Retype all of the entries below, keeping every character unchanged.

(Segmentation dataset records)
>> START

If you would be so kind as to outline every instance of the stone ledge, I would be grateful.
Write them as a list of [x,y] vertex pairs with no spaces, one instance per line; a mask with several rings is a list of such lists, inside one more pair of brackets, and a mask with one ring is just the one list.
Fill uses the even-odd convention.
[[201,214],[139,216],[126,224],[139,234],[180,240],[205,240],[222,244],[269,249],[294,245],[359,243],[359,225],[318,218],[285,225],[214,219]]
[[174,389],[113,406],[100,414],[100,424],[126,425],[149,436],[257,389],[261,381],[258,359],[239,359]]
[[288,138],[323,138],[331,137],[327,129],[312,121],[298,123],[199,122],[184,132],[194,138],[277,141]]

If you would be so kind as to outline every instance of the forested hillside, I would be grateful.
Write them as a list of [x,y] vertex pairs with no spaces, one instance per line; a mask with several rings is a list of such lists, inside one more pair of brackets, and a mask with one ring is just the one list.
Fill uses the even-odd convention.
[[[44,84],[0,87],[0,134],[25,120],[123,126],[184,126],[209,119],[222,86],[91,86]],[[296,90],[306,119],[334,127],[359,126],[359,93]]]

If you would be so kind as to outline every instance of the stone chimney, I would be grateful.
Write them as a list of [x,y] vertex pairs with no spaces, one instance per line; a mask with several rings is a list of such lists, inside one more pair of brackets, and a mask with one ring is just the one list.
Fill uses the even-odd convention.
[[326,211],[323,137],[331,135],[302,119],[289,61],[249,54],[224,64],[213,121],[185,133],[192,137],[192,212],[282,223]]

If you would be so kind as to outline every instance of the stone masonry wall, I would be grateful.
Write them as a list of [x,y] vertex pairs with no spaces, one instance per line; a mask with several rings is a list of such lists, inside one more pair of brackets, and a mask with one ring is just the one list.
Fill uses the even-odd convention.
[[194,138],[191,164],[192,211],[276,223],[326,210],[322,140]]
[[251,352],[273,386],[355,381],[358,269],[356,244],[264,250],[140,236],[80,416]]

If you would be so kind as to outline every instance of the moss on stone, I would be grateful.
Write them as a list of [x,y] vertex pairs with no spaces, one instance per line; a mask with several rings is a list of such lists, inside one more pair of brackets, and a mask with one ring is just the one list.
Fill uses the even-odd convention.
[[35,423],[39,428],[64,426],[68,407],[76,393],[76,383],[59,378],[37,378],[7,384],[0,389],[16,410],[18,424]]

>> END

• **RESPONSE**:
If you would be so kind as to outline every instance of the stone ledge, I would be grateful.
Write them as a list of [x,y] vertex pairs with no spaces, one instance per line; a mask with several rings is a list of such lists, inside one more pair of brackets, and a mask with one ring is just the one list.
Fill uses the even-odd convention.
[[201,214],[139,216],[126,224],[139,234],[180,240],[205,240],[222,244],[269,249],[294,245],[359,243],[359,225],[318,218],[285,225],[214,219]]
[[174,389],[113,406],[100,414],[100,424],[126,425],[149,436],[257,389],[261,381],[258,359],[239,359]]
[[288,138],[323,138],[331,137],[327,129],[312,121],[298,123],[199,122],[184,132],[194,138],[277,141]]

If you would be so kind as to outline every instance of the forested hillside, I would be grateful.
Write them as a list of [x,y] vertex pairs with no spaces, one instance per line; a mask with several rings is a list of such lists, inside one more pair of brackets, and a mask with one ring is just the one list.
Fill uses the even-odd convention.
[[[44,84],[0,87],[0,134],[25,120],[123,126],[184,126],[209,119],[222,86],[91,86]],[[296,90],[306,119],[334,127],[359,126],[359,93]]]

If you would be so kind as to outline every instance of the stone chimney, I would be grateful.
Write them as a list of [x,y] vertex pairs with no spaces, one instance per line; a mask with several rings is a list of such lists, inside one more pair of brackets, and a mask with one ring is just the one list.
Fill uses the even-odd convention.
[[326,211],[323,137],[331,135],[302,119],[289,61],[249,54],[224,64],[213,121],[185,133],[192,137],[192,212],[282,223]]

If you would be so kind as to outline every instance of the stone masonry wall, I would be grateful.
Write them as a list of [x,y] vertex pairs with no spaces, one instance per line; a mask with several rings is a list of such lists, inside one more pair of brackets, and a mask with one ring is just the one list.
Fill uses the even-odd convention.
[[194,138],[191,164],[192,211],[276,223],[326,210],[322,140]]
[[251,352],[273,386],[355,381],[358,269],[356,244],[264,250],[140,236],[80,416]]

If you would be so kind as to outline every instance of the moss on stone, I would be grateful.
Write them as a list of [x,y] vertex pairs with no spaces, one instance per line; a mask with several rings is a list of such lists, inside one more pair of brackets, and a mask with one ring is just the one list.
Fill uses the even-odd convention.
[[35,423],[39,428],[64,426],[68,407],[76,393],[76,383],[59,378],[37,378],[7,384],[0,389],[16,410],[18,424]]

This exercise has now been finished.